== EXERCISE GOAL ==
Can you restate the records below word for word?

== ITEMS ==
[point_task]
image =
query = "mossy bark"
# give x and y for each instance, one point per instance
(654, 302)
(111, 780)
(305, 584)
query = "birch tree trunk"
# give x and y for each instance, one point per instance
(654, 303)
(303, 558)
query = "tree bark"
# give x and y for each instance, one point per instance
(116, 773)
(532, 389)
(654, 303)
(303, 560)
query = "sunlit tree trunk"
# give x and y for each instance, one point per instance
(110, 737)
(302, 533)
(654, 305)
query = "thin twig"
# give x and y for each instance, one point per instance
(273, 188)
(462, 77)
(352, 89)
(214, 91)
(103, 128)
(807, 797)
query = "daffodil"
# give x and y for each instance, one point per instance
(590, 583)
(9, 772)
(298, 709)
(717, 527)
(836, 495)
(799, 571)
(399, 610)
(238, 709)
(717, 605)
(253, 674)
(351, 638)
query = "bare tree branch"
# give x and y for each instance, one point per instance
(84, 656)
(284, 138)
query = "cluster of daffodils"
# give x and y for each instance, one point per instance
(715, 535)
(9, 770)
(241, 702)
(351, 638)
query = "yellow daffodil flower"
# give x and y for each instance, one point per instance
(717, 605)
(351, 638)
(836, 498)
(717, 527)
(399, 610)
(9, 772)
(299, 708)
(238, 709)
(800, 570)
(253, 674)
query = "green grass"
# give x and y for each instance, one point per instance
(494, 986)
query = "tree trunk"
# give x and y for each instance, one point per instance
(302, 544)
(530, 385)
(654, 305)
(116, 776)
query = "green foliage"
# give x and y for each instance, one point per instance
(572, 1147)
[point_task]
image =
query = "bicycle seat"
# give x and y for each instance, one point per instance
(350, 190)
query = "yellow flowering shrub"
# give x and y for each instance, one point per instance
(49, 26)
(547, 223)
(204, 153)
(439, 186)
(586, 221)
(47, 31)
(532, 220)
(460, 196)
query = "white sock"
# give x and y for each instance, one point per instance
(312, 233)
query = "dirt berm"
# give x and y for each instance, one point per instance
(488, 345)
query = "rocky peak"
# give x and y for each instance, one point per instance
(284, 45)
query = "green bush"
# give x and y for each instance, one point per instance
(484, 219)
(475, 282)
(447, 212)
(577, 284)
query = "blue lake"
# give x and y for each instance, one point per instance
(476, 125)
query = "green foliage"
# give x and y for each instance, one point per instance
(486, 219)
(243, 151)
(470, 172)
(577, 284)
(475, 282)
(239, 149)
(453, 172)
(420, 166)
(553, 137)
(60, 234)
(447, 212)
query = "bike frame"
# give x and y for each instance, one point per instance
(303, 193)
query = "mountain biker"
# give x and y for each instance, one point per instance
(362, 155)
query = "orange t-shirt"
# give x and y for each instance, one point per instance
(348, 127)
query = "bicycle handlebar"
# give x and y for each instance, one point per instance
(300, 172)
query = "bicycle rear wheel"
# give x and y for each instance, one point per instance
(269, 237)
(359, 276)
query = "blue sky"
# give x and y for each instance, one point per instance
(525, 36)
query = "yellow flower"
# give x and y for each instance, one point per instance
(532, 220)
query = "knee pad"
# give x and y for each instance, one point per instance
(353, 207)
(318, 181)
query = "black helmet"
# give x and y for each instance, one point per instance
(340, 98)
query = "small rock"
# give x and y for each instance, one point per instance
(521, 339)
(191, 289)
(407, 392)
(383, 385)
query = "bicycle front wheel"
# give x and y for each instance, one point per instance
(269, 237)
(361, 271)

== PROBLEM SOLUTION ==
[point_task]
image =
query = "mossy bark"
# give x and y for each instance, one point per instance
(654, 302)
(111, 780)
(305, 584)
query = "birch tree trunk"
# give x and y for each instance, one point per instance
(654, 303)
(303, 558)
query = "tree bark"
# give x and y for each instance, one point per instance
(116, 773)
(532, 389)
(654, 303)
(303, 560)
query = "sunlit tree trunk"
# give x and y for each instance, one point per instance
(110, 737)
(302, 533)
(654, 305)
query = "thin twig"
# give x and y for each instance, one point per instance
(273, 188)
(462, 77)
(352, 89)
(214, 91)
(103, 128)
(807, 797)
query = "daffodil"
# give x and y for each instance, one point per instance
(590, 583)
(9, 772)
(298, 709)
(717, 527)
(836, 495)
(799, 571)
(399, 610)
(238, 709)
(717, 605)
(253, 674)
(351, 638)
query = "bare tree branch"
# give x and y for each instance, one point per instance
(84, 656)
(284, 138)
query = "cluster of daffodils"
# give x and y for each instance, one point per instance
(715, 535)
(9, 770)
(241, 702)
(351, 638)
query = "yellow daffodil flower"
# give x and y for each instance, one point per instance
(717, 605)
(351, 638)
(836, 498)
(717, 527)
(399, 610)
(9, 772)
(299, 708)
(238, 709)
(800, 570)
(253, 674)
query = "green grass"
# give x and y for each instance, one point per instance
(494, 986)
query = "tree trunk"
# give x and y for each instance, one point per instance
(302, 544)
(530, 385)
(654, 305)
(116, 776)
query = "green foliage"
# give x and y for each instance, one point per instance
(572, 1147)
[point_task]
image =
query = "bicycle seat"
# give x and y for each instance, one point per instance
(350, 190)
query = "yellow flowering shrub"
# give x and y for each instance, one point per instance
(49, 26)
(547, 223)
(204, 153)
(439, 186)
(586, 221)
(47, 31)
(532, 220)
(460, 196)
query = "white sock"
# give x and y for each instance, one point per instance
(312, 233)
query = "dirt berm"
# give x and y for each instance, one point per instance
(488, 345)
query = "rocky peak"
# give x and y for each instance, one point per instance
(284, 45)
query = "green bush"
# give x and y for each instance, one point per instance
(484, 219)
(475, 282)
(447, 212)
(577, 284)
query = "blue lake"
# give x and y for each instance, one point per instance
(476, 125)
query = "green foliage"
# give x and y for each instance, one point per instance
(486, 219)
(243, 151)
(470, 172)
(577, 284)
(475, 282)
(239, 149)
(453, 172)
(420, 166)
(553, 137)
(60, 234)
(447, 212)
query = "bike frame"
# give x and y for each instance, one point per instance
(303, 193)
query = "mountain biker"
# give x and y for each instance, one point per instance
(362, 155)
query = "orange t-shirt"
# give x and y for each instance, one point per instance
(348, 127)
query = "bicycle handlebar"
# give x and y for each instance, one point per instance
(300, 172)
query = "bicycle rear wheel"
# give x and y for each instance, one point per instance
(269, 237)
(359, 276)
query = "blue sky"
# give x and y for each instance, one point per instance
(525, 36)
query = "yellow flower"
# give x and y for each instance, one point per instance
(532, 220)
query = "knee pad"
# give x and y for each instance, one point per instance
(353, 207)
(318, 181)
query = "black helmet"
# give x and y for each instance, one point per instance
(340, 98)
query = "small rock"
# give x and y for each instance, one point per instance
(521, 339)
(191, 289)
(407, 392)
(383, 385)
query = "bicycle front wheel"
# give x and y for each instance, one point per instance
(269, 237)
(361, 271)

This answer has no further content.